■ Given problem
Please copy the items below word for word, leaving out the pictures.

■ Information given
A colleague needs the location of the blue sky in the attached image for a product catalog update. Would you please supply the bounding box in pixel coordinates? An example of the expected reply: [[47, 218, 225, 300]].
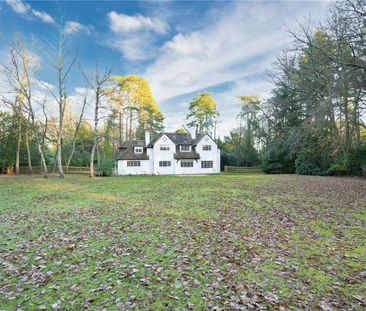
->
[[0, 0, 329, 134]]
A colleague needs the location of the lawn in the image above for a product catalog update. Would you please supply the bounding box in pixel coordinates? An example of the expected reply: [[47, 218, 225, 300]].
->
[[0, 175, 366, 310]]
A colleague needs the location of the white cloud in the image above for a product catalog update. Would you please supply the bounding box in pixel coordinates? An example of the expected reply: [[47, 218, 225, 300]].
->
[[5, 0, 55, 24], [5, 0, 30, 14], [32, 10, 55, 24], [106, 11, 169, 61], [143, 2, 326, 134], [108, 33, 156, 60], [108, 11, 169, 34], [64, 21, 93, 35]]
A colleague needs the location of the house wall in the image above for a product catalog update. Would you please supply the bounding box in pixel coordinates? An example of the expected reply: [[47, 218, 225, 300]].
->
[[148, 135, 176, 175], [117, 135, 220, 175], [117, 160, 151, 175], [196, 135, 220, 174]]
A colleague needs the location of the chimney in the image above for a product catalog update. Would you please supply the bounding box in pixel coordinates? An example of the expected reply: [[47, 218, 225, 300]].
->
[[145, 132, 150, 146], [191, 129, 196, 140]]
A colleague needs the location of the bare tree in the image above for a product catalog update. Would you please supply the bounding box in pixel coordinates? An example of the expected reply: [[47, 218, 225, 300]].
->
[[81, 62, 113, 177], [44, 25, 76, 177], [66, 94, 88, 169], [3, 39, 47, 177]]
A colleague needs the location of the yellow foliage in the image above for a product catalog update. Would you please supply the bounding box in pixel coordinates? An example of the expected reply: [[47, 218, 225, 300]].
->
[[112, 75, 162, 122]]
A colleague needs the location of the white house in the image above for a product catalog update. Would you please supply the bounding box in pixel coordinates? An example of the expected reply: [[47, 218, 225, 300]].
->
[[117, 133, 220, 175]]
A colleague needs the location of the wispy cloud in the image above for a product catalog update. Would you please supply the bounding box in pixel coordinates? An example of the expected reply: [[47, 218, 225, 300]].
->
[[143, 2, 326, 133], [108, 11, 169, 34], [107, 11, 169, 61], [64, 21, 93, 35], [5, 0, 55, 24]]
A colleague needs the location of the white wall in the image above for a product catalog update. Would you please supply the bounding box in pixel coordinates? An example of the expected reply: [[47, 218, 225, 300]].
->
[[175, 160, 201, 175], [196, 135, 220, 174], [117, 160, 151, 175], [153, 135, 176, 175], [117, 135, 220, 175]]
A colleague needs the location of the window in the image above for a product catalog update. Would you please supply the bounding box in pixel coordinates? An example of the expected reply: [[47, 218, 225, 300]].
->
[[135, 147, 144, 153], [201, 161, 213, 168], [159, 161, 172, 167], [180, 161, 193, 167], [127, 161, 141, 167], [180, 145, 191, 152]]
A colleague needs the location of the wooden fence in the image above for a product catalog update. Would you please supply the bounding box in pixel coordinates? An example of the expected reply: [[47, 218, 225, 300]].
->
[[224, 166, 263, 174], [13, 166, 89, 175]]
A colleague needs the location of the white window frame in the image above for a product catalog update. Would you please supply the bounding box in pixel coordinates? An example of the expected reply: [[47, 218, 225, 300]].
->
[[180, 160, 193, 168], [127, 160, 141, 167], [134, 146, 144, 154], [159, 161, 172, 167], [179, 145, 192, 152], [201, 161, 213, 168]]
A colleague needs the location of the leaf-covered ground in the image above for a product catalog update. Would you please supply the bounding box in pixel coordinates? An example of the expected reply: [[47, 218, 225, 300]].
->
[[0, 175, 366, 310]]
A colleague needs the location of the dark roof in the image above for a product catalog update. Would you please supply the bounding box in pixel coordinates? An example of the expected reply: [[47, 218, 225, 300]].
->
[[117, 140, 149, 160], [147, 133, 196, 148]]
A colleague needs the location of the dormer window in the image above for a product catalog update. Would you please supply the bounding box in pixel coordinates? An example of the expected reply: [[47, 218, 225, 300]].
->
[[180, 145, 191, 152], [135, 147, 144, 153]]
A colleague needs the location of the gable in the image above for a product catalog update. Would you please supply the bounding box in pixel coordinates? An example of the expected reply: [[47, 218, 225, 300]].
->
[[154, 134, 175, 146], [197, 134, 217, 146]]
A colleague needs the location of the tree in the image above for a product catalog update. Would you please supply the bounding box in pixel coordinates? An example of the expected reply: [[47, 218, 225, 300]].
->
[[262, 0, 366, 174], [3, 39, 47, 177], [186, 93, 219, 134], [82, 62, 113, 177], [112, 75, 164, 139], [44, 25, 76, 178]]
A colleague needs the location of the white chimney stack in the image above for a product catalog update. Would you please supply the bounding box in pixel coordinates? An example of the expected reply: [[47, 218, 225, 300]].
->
[[191, 130, 196, 140], [145, 132, 150, 146]]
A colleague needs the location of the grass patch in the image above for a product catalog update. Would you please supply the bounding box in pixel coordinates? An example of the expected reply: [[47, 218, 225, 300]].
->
[[0, 174, 366, 310]]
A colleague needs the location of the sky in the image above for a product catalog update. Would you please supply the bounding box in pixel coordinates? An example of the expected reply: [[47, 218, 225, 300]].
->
[[0, 0, 329, 136]]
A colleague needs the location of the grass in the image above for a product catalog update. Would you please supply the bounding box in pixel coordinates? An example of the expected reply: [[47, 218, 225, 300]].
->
[[0, 174, 366, 310]]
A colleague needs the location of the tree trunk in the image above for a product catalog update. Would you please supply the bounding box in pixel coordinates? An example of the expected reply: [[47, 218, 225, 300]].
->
[[15, 118, 22, 175], [90, 91, 99, 177], [24, 126, 32, 175]]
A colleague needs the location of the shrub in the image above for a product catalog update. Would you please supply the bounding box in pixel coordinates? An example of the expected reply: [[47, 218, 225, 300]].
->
[[295, 159, 320, 175]]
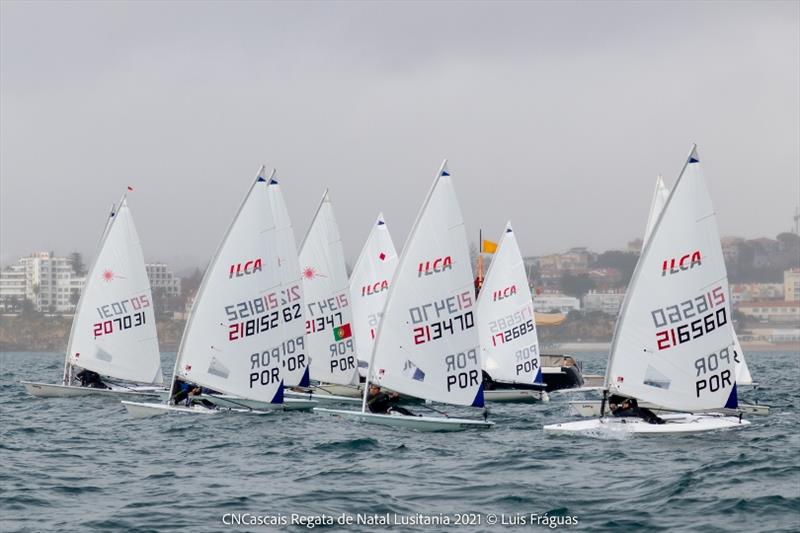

■ Full response
A colleague needs the location of the blue sky in the attached image for a product catalog update. Would you please supply the bounding box in pixel coordinates? An example of the expected reply: [[47, 218, 225, 300]].
->
[[0, 0, 329, 134]]
A colleague needs the location of the lawn in the image above for a product catalog update. Would you please supply the bounding box in pixel coordinates? An example of the expected reply: [[47, 218, 225, 300]].
->
[[0, 175, 366, 310]]
A colleague needs the location of the white cloud in the image above for a product catalog update. Would you please supply the bounding box in pixel coordinates? An example of the expected reply: [[47, 218, 225, 300]].
->
[[5, 0, 55, 24], [5, 0, 30, 14], [32, 10, 55, 24], [106, 11, 169, 61], [143, 2, 326, 134], [108, 33, 156, 60], [108, 11, 169, 34], [64, 21, 93, 35]]
A colleague needs the location of the house wall in the image above for a product catalog update. Would you please supply the bounding box in pixel coordinates? An example of the expected reply: [[47, 218, 225, 300]].
->
[[148, 135, 176, 175], [117, 135, 220, 175], [117, 160, 151, 175], [196, 135, 220, 174]]
A colleague needs the location of the chimney in the image above for a product catalog update. Would you please supply the bounding box in pixel coordinates? An example of the expected reply: [[47, 218, 225, 300]].
->
[[145, 132, 150, 146], [191, 129, 196, 140]]
A colleague needs the location of the bare tree in the image above for a product catalog update. Would you please supply the bounding box in pixel coordinates? An example of the expected reply: [[47, 218, 225, 300]].
->
[[81, 62, 113, 177], [44, 25, 76, 177], [66, 94, 88, 169], [3, 39, 47, 177]]
A colleague needs the location of the yellow foliage in the image above for a product catalog update. Would you please supply the bounding box in pixel coordinates? An example of the expected reply: [[47, 218, 225, 300]].
->
[[112, 75, 162, 122]]
A colleague needs the location of the white house in the image above for a product catalog update. Would you please supply the bounding box in pixel coordinates? An example of the expected reply: [[47, 218, 225, 300]].
->
[[117, 133, 220, 175]]
A colleague needs the location of the wispy cloud in the image above for a product catalog update. Would you please supply the bounding box in pixel coordinates? An example of the expected reply: [[47, 218, 225, 300]].
->
[[143, 2, 326, 133], [108, 11, 169, 34], [107, 11, 169, 61], [64, 21, 93, 35], [5, 0, 55, 24]]
A colleague needs the location of the white wall in the image above for a product catalog update. Would you please supply the bounding box in pixel coordinates? An example of the expected reply: [[47, 218, 225, 300]].
->
[[175, 160, 201, 175], [196, 135, 220, 174], [117, 160, 151, 175], [153, 135, 176, 175], [117, 135, 220, 175]]
A colleague needs the location of the window in the image above for a product catalog update. Would you please supply the bounding box in pixel coordinates? An example of the expected reply: [[47, 218, 225, 300]].
->
[[135, 147, 144, 153], [201, 161, 213, 168], [159, 161, 172, 167], [180, 161, 193, 167], [127, 161, 141, 167], [180, 145, 191, 152]]
A colleague needs the location of the wooden fence in the image above for a product catalog update. Would you please supply the bounding box in pixel coordinates? An example of the expected reply: [[47, 218, 225, 300]].
->
[[224, 166, 263, 174], [13, 166, 89, 175]]
A colleague needs the location of the white window frame in the image above for a product catalog update. Would you please supply the bounding box in pixel coordinates? An example of the expected reply: [[47, 218, 225, 300]].
->
[[180, 160, 193, 168], [127, 160, 141, 167], [134, 146, 144, 154], [159, 161, 172, 167], [179, 145, 192, 152], [201, 161, 213, 168]]
A colleague needs the location of the leaf-covered ground in the image above for a product catalog update. Would you please supply the bounding box in pixel coordinates? An example of the expected reply: [[47, 218, 225, 300]].
->
[[0, 175, 366, 310]]
A colleague needs the location of the dark roof in the image above for a product catalog update. Would you please supply the bounding box in pixel coordinates? An example of the expected reply: [[47, 218, 225, 300]].
->
[[117, 140, 149, 160], [147, 133, 196, 148]]
A colleague needs the location of the dormer window in the image above for a product catalog update. Would you please supply the bounding box in pixel coordinates? An example of the expected reply: [[47, 218, 225, 300]].
->
[[180, 145, 191, 152], [135, 147, 144, 153]]
A colleague needs the location of the gable in the image above for a product catalog update. Would you please supply the bounding box in pixel coordinates? An example of the expected reply: [[47, 218, 225, 300]].
->
[[154, 134, 175, 146], [197, 134, 217, 146]]
A colleague needs the location of the tree in the image above for a product catalog update. Would you please supply the bounding box in pixel coordinates? An example of the expected reply: [[47, 218, 225, 300]].
->
[[262, 0, 366, 174], [3, 39, 47, 177], [186, 93, 219, 134], [82, 62, 113, 177], [112, 75, 164, 139], [44, 25, 76, 178]]
A colleague needs the location of the white chimney stack in the image above for a product catalog update. Would you please supply the bounding box in pixel coordinates? An example of the expected reply: [[47, 218, 225, 300]].
->
[[191, 130, 196, 140], [145, 132, 150, 146]]
A colleague needs the location of the grass patch in the image above for a product catalog update. Would you please supply the bounding box in pixel coordinates? An example of the expected reply: [[47, 218, 225, 300]].
->
[[0, 174, 366, 310]]
A colleague needs the location of the sky in the image above for a product catalog update. Would you please supply the bounding box in pixel coordinates? An example of the expected reply: [[47, 218, 225, 300]].
->
[[0, 0, 329, 136]]
A colleague needs the location of the grass in the image above for a product catalog update. Would you please supply the bounding box in pixel coordinates? An example of the expected reply: [[47, 218, 225, 300]].
->
[[0, 174, 366, 310]]
A colleague needs the location of the tree trunk in the image above for a product catalog update. Would you please supply the bounding box in pixel coordinates? An example of the expected reply: [[47, 218, 225, 300]].
->
[[15, 118, 22, 175], [90, 91, 99, 177], [24, 126, 32, 175]]
A colleague needs the location of the shrub in the image above for a product catalog update. Would you please supply the bounding box in pixel coordinates? An example of the expected reply: [[47, 218, 225, 300]].
->
[[295, 159, 320, 175]]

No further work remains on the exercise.